**TRY IT**
Beginning with the line below that contains "Target: car hood" and ending with the line that contains "Where can the person's", copy every line exactly. Copy nothing else.

**SUPPLIED DATA**
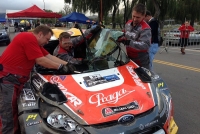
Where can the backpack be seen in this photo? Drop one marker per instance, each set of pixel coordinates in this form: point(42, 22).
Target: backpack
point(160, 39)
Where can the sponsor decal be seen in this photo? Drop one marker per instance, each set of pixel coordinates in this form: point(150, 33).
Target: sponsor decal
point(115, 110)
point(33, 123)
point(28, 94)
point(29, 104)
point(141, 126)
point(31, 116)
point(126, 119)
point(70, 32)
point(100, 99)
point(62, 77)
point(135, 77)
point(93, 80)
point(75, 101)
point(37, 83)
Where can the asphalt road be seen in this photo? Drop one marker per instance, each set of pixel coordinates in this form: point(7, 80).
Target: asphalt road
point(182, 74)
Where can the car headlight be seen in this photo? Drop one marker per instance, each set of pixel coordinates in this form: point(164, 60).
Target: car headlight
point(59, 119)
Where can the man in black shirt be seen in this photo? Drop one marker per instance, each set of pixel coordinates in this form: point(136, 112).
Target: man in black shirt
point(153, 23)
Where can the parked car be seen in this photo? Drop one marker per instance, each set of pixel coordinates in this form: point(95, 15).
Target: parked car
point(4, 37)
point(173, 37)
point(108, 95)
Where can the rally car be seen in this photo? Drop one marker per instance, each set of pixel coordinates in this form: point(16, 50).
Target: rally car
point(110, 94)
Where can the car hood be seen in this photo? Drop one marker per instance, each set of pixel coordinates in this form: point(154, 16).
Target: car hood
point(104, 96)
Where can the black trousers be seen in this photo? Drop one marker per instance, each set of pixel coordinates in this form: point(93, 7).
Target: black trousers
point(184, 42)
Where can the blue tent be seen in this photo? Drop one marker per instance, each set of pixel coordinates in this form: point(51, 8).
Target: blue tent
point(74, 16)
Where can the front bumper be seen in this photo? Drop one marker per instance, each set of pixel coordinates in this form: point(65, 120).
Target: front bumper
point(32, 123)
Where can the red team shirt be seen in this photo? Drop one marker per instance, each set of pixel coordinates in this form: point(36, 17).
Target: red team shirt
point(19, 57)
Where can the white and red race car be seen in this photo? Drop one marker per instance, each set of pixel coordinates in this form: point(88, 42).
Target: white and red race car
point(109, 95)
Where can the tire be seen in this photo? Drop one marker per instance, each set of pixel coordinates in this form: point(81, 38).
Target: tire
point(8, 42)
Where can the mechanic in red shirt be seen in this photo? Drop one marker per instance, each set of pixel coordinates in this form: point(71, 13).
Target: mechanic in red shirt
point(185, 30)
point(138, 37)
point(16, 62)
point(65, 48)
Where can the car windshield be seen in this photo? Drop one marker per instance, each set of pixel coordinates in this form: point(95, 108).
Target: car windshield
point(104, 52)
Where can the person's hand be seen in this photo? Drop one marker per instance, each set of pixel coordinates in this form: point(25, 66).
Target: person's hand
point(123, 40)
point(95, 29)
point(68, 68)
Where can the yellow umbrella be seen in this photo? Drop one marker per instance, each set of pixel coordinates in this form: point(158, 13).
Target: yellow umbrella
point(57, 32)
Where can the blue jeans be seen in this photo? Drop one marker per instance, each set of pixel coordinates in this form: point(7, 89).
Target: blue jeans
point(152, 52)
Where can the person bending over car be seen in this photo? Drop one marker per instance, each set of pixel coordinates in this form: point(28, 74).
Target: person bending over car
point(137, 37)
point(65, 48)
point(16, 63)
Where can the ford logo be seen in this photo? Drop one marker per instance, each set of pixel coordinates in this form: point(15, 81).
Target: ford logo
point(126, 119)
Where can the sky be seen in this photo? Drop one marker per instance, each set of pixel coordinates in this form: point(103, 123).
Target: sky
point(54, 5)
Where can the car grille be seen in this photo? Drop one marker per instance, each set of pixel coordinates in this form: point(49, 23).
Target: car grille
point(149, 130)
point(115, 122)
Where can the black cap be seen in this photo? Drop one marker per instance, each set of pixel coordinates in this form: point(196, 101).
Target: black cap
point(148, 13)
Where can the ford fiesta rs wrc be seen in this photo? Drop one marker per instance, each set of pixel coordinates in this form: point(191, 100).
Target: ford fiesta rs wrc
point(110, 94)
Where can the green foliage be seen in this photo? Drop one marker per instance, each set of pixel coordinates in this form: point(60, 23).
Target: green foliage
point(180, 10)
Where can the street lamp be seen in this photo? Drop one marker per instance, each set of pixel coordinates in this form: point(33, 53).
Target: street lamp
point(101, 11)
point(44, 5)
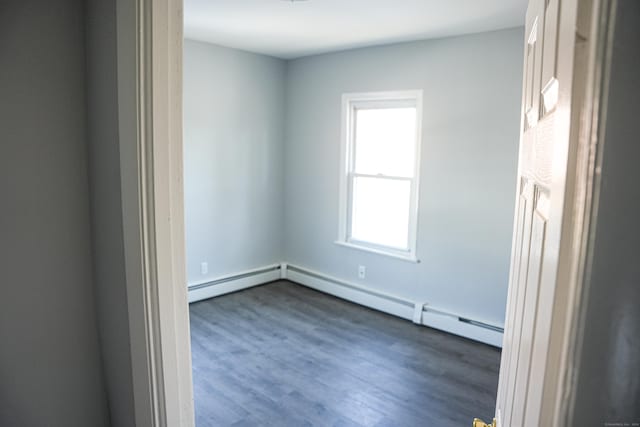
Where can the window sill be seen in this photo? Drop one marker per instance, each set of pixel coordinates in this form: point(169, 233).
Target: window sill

**FINISHED TASK**
Target: car hood
point(104, 96)
Where can the black trousers be seen in this photo? Drop one marker per instance, each set of pixel coordinates in this form: point(93, 7).
Target: black trousers
point(184, 42)
Where can the blue tent be seen in this photo? Drop one marker per instance, each set of pixel coordinates in this form: point(51, 8).
Target: blue tent
point(74, 16)
Where can the front bumper be seen in this photo? Drop one marker per instance, each set of pixel coordinates in this form: point(65, 120).
Target: front bumper
point(32, 123)
Where can the red team shirt be seen in this photo? Drop one marker per instance, each set of pixel coordinates in this form: point(36, 17).
Target: red team shirt
point(19, 57)
Where can the white and red race car be seen in this photo? Drop one marker per instance, each set of pixel coordinates in this form: point(88, 42).
Target: white and red race car
point(109, 95)
Where can the tire be seen in this photo? Drop one marker per instance, each set of pixel coordinates in this form: point(81, 38).
Target: tire
point(8, 42)
Where can the mechanic in red shirt be seen in this photo? Drop one marker per instance, each set of pixel coordinates in this form: point(71, 13).
Target: mechanic in red shirt
point(185, 30)
point(138, 37)
point(16, 62)
point(65, 48)
Where can the car windshield be seen in this photo? Drop one marker per instance, each set of pixel coordinates in this form: point(95, 108).
Target: car windshield
point(104, 52)
Where can the person's hand be seen in this photo? Drop one marker per instance, each set of pixel coordinates in this form: point(25, 66).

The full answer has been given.